SUPPLIED PASSAGE:
------------------------------------------------------------------------

2013 Multicultural Millennium Conference


Diversity in the Multicultural Millennium Conference

Affirmative Action: 52 Years of Debate
October 3-4, 2013
Wright State University Student Union


Welcome Dinner
6 p.m.
(Berry Room, WSU Nutter Center)
Welcome Remarks
S. Narayanan, Ph.D., Provost, Wright State University
Keynote Speaker: Michael Eric Dyson
Dayton Contemporary Dance Company (DCDC)
8:30–9:30 a.m. Registration, Continental Breakfast, and Networking
9:30–9:45 a.m.
(Apollo Room, Student Union)
Welcome Remarks
David Hopkins, P.E.D., President, Wright State
Kimberly Barrett, Ph.D., Vice President for Multicultural
Affairs & Community Engagement
10–11 a.m. Concurrent Sessions 1 (see session descriptions below)
11:15 a.m.–12:15 p.m. Concurrent Sessions 2 (see session descriptions below)
12:30–2:15 p.m.
(Apollo Room, Student Union)
Kim Goldenberg Quest For Community Award Ceremony
Paul Laurence Dunbar Chorale, Wright State University
Luncheon Speaker: Marilynn L. Schuyler
2:30–3:30 p.m. Concurrent Sessions 3 (see session descriptions below)
3:35 p.m. Closing

Concurrent Sessions 1, 10–11 a.m.

The Interculturally Competent Educator: Developing Intercultural Sensitivity and Promoting Equity and Engagement in a Multicultural, Multilingual, Multifaith Society
Session I—156A Student Union (Endeavour Room A)

Jameelah Xochitl Medina, School of Educational Studies, Claremont Graduate University, CA

In this workshop, participants will become more effective educators by learning about and from various ethnic, linguistic, and religious cultures that are represented in today’s classrooms. Participants will have the opportunity to reflect upon their worldviews, the culture they bring to campus, and how these affect teaching, learning, and classroom ambience.

Individualism within Pluralism: Serving Underrepresented STEM Students through Progressive Educational Planning
Session II—156B Student Union (Endeavour Room B)

Patricia Roberts, Ph.D., Wright State University
Jennifer M. Papadakis, Wright State University

This presentation will highlight current and new advising initiatives within dual departmental/college levels that work to increase engagement, support, and student success within the college. Resources that are used to promote student reflection, engagement, and building connections across campus will be shared.

Does Diversity Still Matter: Creating Cultures of Inclusion in 2013
Session III—163A Student Union (Discovery Room A)

Myra Kennedy Fincher, Wright-Patterson Air Force Base
Lisa Smith, Premier Health
Linda Burrs, Ph.D., Step Up To Success! LLC

Does diversity still matter in a time when inclusion is what we say we want now? What does diversity have to do with inclusion? In this workshop, participants will explore the five challenges to inclusion as a path toward bearing the “fruits of inclusion.”

Building Cultural Reconciliation and Action Orientation through Dialogue and Instruction.
Session IV—156C Student Union (Endeavour Room C)

Romena Holbert, Wright State University
Vonya Lewis, Sinclair Community College
Patricia Hicks-Smith, Dayton Dialogue on Race Relations

In this interactive presentation, presenters will share discussion-based teaching strategies, which promote understanding and appreciation among diverse participants. The strategies presented have been found to support community building in both face-to-face and online environments within and across ethnic groups and formal educational and informal community contexts.

------------------------------------------------------------------------

DIRECTIVES:
A. Copy the stretch of the conference program from "Does diversity still matter in" through "Dialogue and Instruction.", reproducing the wording without alteration.
B. Proceed with the conference program, writing onward from the final sentence shown.
The listing that follows the conference program was drawn from a separate source.

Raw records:

------------------------------------------------------------------------

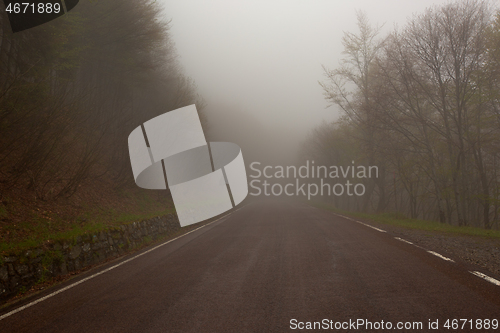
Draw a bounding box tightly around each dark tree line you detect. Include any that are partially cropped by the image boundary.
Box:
[0,0,200,199]
[306,1,500,228]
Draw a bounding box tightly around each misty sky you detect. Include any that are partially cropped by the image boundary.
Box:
[158,0,454,160]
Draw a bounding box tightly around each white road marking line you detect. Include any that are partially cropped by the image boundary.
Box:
[427,250,455,262]
[0,206,238,320]
[470,271,500,286]
[394,237,415,245]
[317,208,387,232]
[353,220,387,232]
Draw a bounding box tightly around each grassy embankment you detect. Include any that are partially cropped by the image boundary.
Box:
[311,202,500,239]
[0,185,175,257]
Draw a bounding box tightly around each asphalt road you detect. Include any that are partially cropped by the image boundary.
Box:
[0,198,500,333]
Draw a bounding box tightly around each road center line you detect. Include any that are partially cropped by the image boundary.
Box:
[0,206,244,320]
[470,271,500,286]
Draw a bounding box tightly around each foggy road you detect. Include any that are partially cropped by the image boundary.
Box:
[0,201,500,332]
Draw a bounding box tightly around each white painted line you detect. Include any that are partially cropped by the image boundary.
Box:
[353,220,387,232]
[0,206,238,320]
[427,250,455,262]
[470,271,500,286]
[394,237,414,245]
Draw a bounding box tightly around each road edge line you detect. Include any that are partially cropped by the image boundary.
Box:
[0,205,242,321]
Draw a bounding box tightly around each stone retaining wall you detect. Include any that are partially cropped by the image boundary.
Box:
[0,214,180,301]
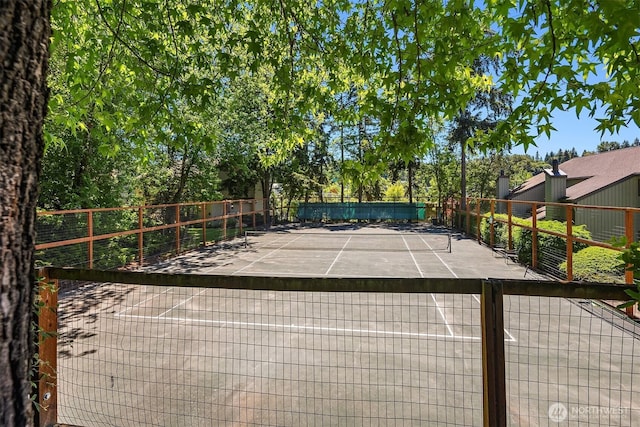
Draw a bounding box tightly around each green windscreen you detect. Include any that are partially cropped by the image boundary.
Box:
[298,202,426,221]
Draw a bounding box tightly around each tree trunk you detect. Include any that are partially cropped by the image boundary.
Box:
[0,0,51,426]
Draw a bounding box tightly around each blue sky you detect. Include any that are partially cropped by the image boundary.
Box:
[511,111,640,157]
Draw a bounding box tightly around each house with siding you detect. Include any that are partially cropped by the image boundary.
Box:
[498,147,640,241]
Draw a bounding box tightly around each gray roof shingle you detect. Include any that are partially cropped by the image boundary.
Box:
[511,147,640,201]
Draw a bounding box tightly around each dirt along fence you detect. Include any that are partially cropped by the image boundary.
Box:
[36,199,268,269]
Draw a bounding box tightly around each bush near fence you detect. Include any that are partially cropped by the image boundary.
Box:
[560,246,624,283]
[480,214,591,264]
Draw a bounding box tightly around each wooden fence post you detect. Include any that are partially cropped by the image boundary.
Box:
[238,200,244,235]
[465,198,471,236]
[87,210,93,268]
[507,200,513,251]
[565,205,573,282]
[38,269,58,427]
[251,199,256,229]
[531,203,538,268]
[480,281,507,427]
[138,206,144,267]
[624,209,635,317]
[476,199,482,243]
[200,203,207,246]
[489,199,496,249]
[175,205,180,254]
[222,200,227,240]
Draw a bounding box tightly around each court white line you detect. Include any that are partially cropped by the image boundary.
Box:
[401,235,424,277]
[116,314,482,341]
[231,236,302,276]
[116,288,173,315]
[429,294,455,336]
[156,289,205,319]
[471,295,518,342]
[420,236,459,279]
[324,236,353,276]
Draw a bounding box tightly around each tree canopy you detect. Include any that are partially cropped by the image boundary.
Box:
[46,0,640,165]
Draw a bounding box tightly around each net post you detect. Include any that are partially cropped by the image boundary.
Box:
[480,280,507,427]
[37,268,58,427]
[87,210,93,268]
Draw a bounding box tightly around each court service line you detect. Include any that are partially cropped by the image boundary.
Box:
[156,289,205,319]
[117,288,173,315]
[231,236,302,276]
[402,236,424,277]
[420,236,459,279]
[324,236,353,276]
[471,295,518,342]
[116,314,482,341]
[429,294,455,336]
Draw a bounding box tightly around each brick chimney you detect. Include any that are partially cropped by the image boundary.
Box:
[496,169,510,213]
[544,159,567,221]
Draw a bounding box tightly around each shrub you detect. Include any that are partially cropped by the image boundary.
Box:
[560,246,624,283]
[480,214,591,265]
[514,220,591,265]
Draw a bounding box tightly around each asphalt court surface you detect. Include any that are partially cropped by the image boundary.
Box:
[59,225,640,426]
[144,225,543,280]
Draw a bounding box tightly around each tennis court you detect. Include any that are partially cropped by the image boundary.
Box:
[58,225,640,426]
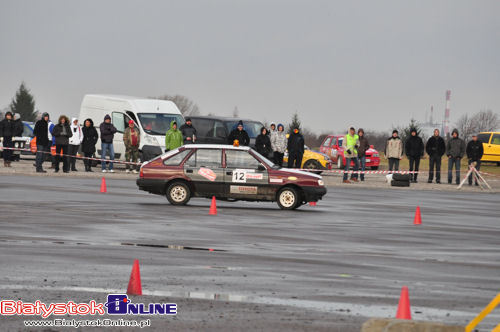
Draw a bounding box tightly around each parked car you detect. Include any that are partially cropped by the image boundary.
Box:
[319,135,380,170]
[79,95,184,160]
[283,145,332,174]
[137,144,326,210]
[191,116,264,147]
[477,132,500,166]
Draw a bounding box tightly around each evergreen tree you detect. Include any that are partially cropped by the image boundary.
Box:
[10,82,36,121]
[288,112,302,134]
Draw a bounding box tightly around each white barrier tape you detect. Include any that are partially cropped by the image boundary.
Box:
[0,147,142,166]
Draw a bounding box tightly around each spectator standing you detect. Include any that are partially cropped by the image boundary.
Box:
[123,120,141,174]
[358,128,370,181]
[0,111,18,167]
[52,115,73,173]
[425,129,446,183]
[255,127,272,158]
[33,112,52,173]
[271,123,287,167]
[180,118,196,145]
[68,118,83,172]
[99,114,116,173]
[82,119,99,172]
[465,134,484,186]
[405,128,424,183]
[287,127,305,168]
[342,127,360,183]
[384,129,403,172]
[165,121,184,151]
[446,129,465,184]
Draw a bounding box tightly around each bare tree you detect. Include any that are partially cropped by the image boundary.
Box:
[473,110,500,131]
[154,95,200,116]
[455,114,478,142]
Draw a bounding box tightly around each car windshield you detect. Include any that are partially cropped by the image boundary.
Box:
[137,113,184,136]
[252,149,279,168]
[224,119,264,138]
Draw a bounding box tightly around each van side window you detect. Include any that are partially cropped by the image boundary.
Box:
[111,112,129,133]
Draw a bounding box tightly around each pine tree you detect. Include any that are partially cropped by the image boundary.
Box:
[288,112,301,134]
[10,82,36,121]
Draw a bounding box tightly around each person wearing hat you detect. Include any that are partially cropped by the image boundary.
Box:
[99,114,117,173]
[0,111,18,167]
[227,120,250,146]
[425,129,446,183]
[33,112,52,173]
[384,129,403,172]
[446,129,465,184]
[339,127,359,183]
[123,120,141,173]
[165,121,184,151]
[465,134,484,186]
[405,128,424,183]
[287,127,305,168]
[179,118,196,145]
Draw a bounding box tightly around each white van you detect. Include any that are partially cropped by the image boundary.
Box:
[79,95,184,161]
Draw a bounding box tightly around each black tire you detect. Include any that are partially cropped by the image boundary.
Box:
[304,159,321,169]
[337,156,344,169]
[166,181,191,205]
[276,187,301,210]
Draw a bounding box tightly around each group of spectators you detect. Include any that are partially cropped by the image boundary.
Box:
[342,127,483,186]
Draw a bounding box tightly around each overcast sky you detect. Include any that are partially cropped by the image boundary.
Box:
[0,0,500,132]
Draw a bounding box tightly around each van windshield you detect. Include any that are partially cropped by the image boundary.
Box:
[137,113,184,136]
[224,120,264,138]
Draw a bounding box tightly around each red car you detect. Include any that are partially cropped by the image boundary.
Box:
[319,135,380,169]
[137,144,326,210]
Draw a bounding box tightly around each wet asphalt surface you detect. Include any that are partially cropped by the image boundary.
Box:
[0,175,500,331]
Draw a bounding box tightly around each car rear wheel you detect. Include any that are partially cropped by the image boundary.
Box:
[337,156,344,169]
[278,187,300,210]
[167,182,191,205]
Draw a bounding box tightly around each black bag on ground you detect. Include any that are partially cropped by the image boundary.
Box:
[392,173,411,181]
[391,180,410,187]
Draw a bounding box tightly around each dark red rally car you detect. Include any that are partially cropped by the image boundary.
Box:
[137,144,326,210]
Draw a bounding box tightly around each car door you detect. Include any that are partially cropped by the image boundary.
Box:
[184,149,225,197]
[224,149,273,200]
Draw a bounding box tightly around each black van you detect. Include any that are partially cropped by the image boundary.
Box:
[190,116,264,147]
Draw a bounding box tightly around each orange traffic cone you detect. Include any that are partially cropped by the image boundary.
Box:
[208,196,217,216]
[396,286,411,319]
[101,176,107,193]
[413,206,422,225]
[127,259,142,295]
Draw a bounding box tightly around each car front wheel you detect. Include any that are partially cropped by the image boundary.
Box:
[278,187,300,210]
[167,182,191,205]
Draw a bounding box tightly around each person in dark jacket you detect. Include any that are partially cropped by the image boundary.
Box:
[358,128,370,181]
[33,112,52,173]
[52,115,73,173]
[99,114,116,173]
[227,120,250,146]
[255,127,272,159]
[405,128,424,183]
[425,129,446,183]
[465,134,484,186]
[82,119,99,172]
[179,118,196,145]
[446,129,465,184]
[0,112,18,167]
[287,128,304,168]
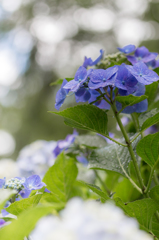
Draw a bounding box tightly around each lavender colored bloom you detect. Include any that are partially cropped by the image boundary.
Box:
[82,49,104,68]
[116,83,148,114]
[115,64,138,94]
[23,175,46,190]
[1,201,10,217]
[88,88,110,110]
[88,66,118,89]
[116,116,130,131]
[0,219,6,228]
[75,87,91,102]
[64,66,93,92]
[44,188,51,193]
[53,130,78,157]
[127,46,158,65]
[55,79,69,110]
[76,154,88,165]
[125,61,159,85]
[0,178,6,189]
[146,60,159,69]
[117,44,136,54]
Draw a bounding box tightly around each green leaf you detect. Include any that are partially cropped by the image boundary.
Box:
[52,104,108,135]
[6,193,42,215]
[115,94,147,107]
[50,78,73,86]
[149,186,159,204]
[113,178,141,202]
[145,82,158,106]
[75,135,107,148]
[0,189,17,210]
[77,181,110,201]
[0,206,54,240]
[114,198,158,232]
[88,136,140,178]
[43,152,78,203]
[136,132,159,167]
[139,108,159,132]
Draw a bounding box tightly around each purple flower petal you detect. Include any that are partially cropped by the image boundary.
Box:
[23,175,46,190]
[55,79,69,110]
[125,62,159,85]
[117,44,136,54]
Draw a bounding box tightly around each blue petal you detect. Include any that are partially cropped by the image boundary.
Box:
[75,66,87,82]
[117,44,136,54]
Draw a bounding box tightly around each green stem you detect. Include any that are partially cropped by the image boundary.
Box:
[111,100,146,195]
[154,172,159,185]
[144,159,159,194]
[94,170,111,196]
[103,135,127,147]
[131,113,139,132]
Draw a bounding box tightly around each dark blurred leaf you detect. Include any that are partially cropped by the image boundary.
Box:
[88,134,140,178]
[75,135,107,148]
[78,181,109,201]
[6,193,42,215]
[136,132,159,167]
[149,186,159,204]
[114,198,159,233]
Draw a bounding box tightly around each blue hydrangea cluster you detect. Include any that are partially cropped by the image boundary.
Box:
[55,45,159,113]
[0,175,46,198]
[0,175,47,217]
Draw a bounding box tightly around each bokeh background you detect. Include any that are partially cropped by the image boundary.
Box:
[0,0,159,160]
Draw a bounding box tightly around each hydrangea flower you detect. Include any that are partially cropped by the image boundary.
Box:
[115,64,138,94]
[88,88,110,110]
[4,177,25,191]
[116,116,130,131]
[82,49,104,68]
[64,66,93,92]
[76,153,88,166]
[55,79,70,110]
[75,86,91,103]
[88,66,118,89]
[30,198,153,240]
[0,178,6,188]
[116,83,148,114]
[1,201,11,217]
[125,61,159,85]
[127,46,158,64]
[117,44,136,54]
[23,175,46,190]
[144,125,158,136]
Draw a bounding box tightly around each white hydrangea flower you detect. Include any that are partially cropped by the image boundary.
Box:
[17,140,56,178]
[0,158,19,179]
[31,198,153,240]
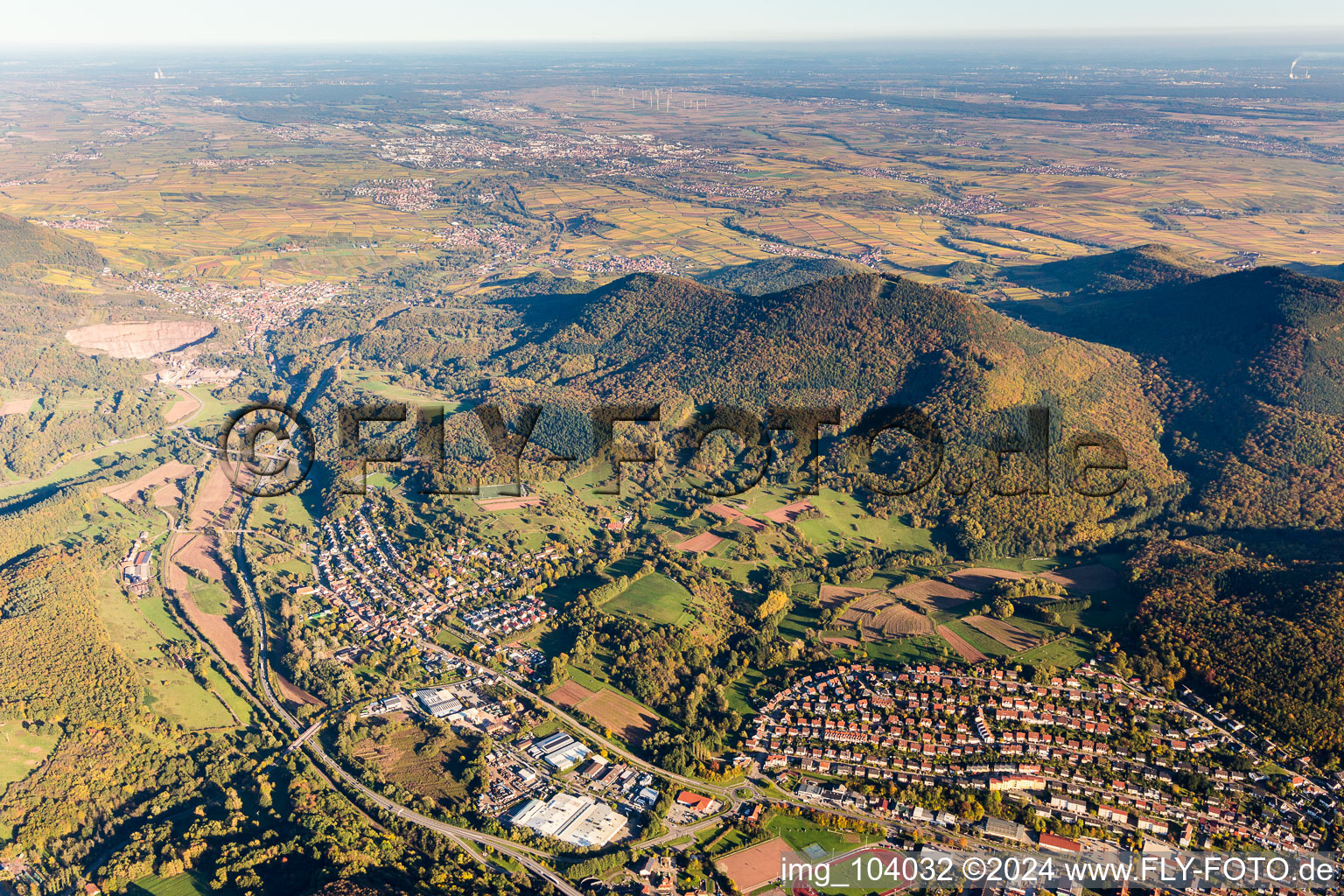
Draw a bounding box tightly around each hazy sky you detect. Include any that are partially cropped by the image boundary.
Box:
[8,0,1344,46]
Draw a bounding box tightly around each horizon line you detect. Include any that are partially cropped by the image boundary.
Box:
[0,24,1344,53]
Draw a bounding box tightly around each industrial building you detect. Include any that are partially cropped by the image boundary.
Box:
[416,688,462,718]
[511,794,625,846]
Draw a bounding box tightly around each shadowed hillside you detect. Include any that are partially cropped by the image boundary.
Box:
[1020,268,1344,528]
[1003,243,1227,296]
[696,258,868,296]
[452,273,1181,552]
[0,215,103,268]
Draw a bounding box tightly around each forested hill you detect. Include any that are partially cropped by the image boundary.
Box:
[1011,268,1344,528]
[1004,243,1227,296]
[467,273,1181,550]
[0,215,103,269]
[696,258,870,296]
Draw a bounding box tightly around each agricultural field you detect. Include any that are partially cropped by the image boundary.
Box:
[0,718,60,794]
[602,572,695,626]
[962,615,1040,653]
[838,592,933,640]
[352,713,466,806]
[100,572,235,730]
[126,871,214,896]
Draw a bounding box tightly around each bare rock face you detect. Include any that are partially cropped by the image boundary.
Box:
[66,321,215,359]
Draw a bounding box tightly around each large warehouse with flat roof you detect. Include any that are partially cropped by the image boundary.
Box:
[511,794,625,846]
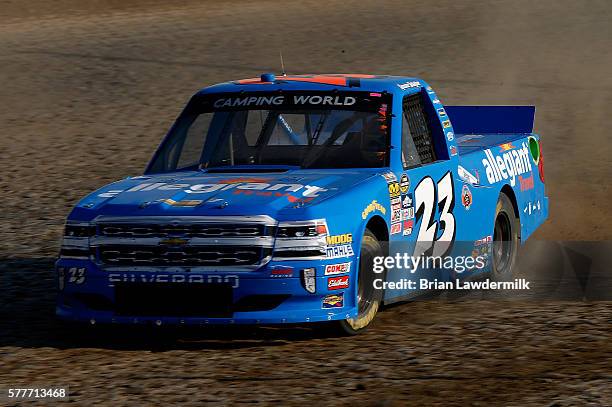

------------------------------------------------------------------------

RESPONSES TO THE EXERCISE:
A.
Does diversity still matter in a time when inclusion is what we say we want now? What does diversity have to do with inclusion? In this workshop, participants will explore the five challenges to inclusion as a path toward bearing the “fruits of inclusion.”

Building Cultural Reconciliation and Action Orientation through Dialogue and Instruction.

B.
Concurrent Sessions 2, 11:15 a.m.–12:15 p.m.

Diversity and Its Critics
Session I—163A Student Union (Discovery Room A)

William B. Irvine, Ph.D., Wright State University

In this presentation, the presenter will give a brief history of affirmative action programs in the United States and elsewhere, the relationship between affirmative action and diversity programs, and a critical appraisal of these programs.

Campus Transformation through Inclusive Learning: The Case Western Reserve University Train the Champion Model for Faculty and Staff
Session II—163B Student Union (Discovery Room B)

Edwin B. Mayes, Case Western Reserve University
Marilyn Sanders Mobley, Ph.D., Case Western Reserve University
Melissa K. Burrows, Ph.D., Case Western Reserve University
Robynn K. Strong, Case Western Reserve University

Through the university’s Train the Champion Program, faculty and staff explore various dimensions of diversity, from race and ethnicity to gender and age. The Program is designed to help faculty and staff learn how to be leaders in creating an inclusive environment on campus.

How to Transform Your Organization into One of Full Diversity and Inclusion
Session III—156C Student Union (Endeavour Room C)

Calvin D. Heard, Heard Management

This presentation provides organizations with a basic understanding of the pros and cons of taking proactive steps to address the lasting impact of past discrimination.

Mental Health Stigma on College Campuses
Session IV—156B Student Union (Endeavour Room B)

Jeevitha Kempegowda, Wright State University
Jason Weisman, Wright State University
Emily Kiourtsis, Wright State University

This presentation will address the ongoing effort to eradicate mental health stigma leading more students to seek treatment. Recent research utilizing college students suggests that such stigma is particularly salient for students of culturally diverse backgrounds, who are also likely to experience discrimination.

Homegrown Outcasts: The Struggles and Triumphs of College-Age Muslim Students after the 9/11 and Boston Marathon Tragedies
Session V—156A Student Union (Endeavour Room A)

Jameelah Xochitl Medina, School of Educational Studies, Claremont Graduate University, CA

This presentation offers findings to increase higher education faculty and administrators’ understanding of Muslim women and how their academic lives have changed after the 9/11 and Boston Marathon tragedies. The equal treatment, social acceptability, and professional opportunities of Muslim women have proven to be both minor challenges and major obstacles for mainstream society.

Concurrent Sessions 3, 2:30–3:30 p.m.

Is the Supreme Court’s Fisher v. The University of Texas Decision a Quiet Death of Affirmative Action in Higher Education? What Is the Future of Race-Conscious and Race-Neutral Admissions Programs?
Session I—163A&B Student Union (Discovery Room A&B)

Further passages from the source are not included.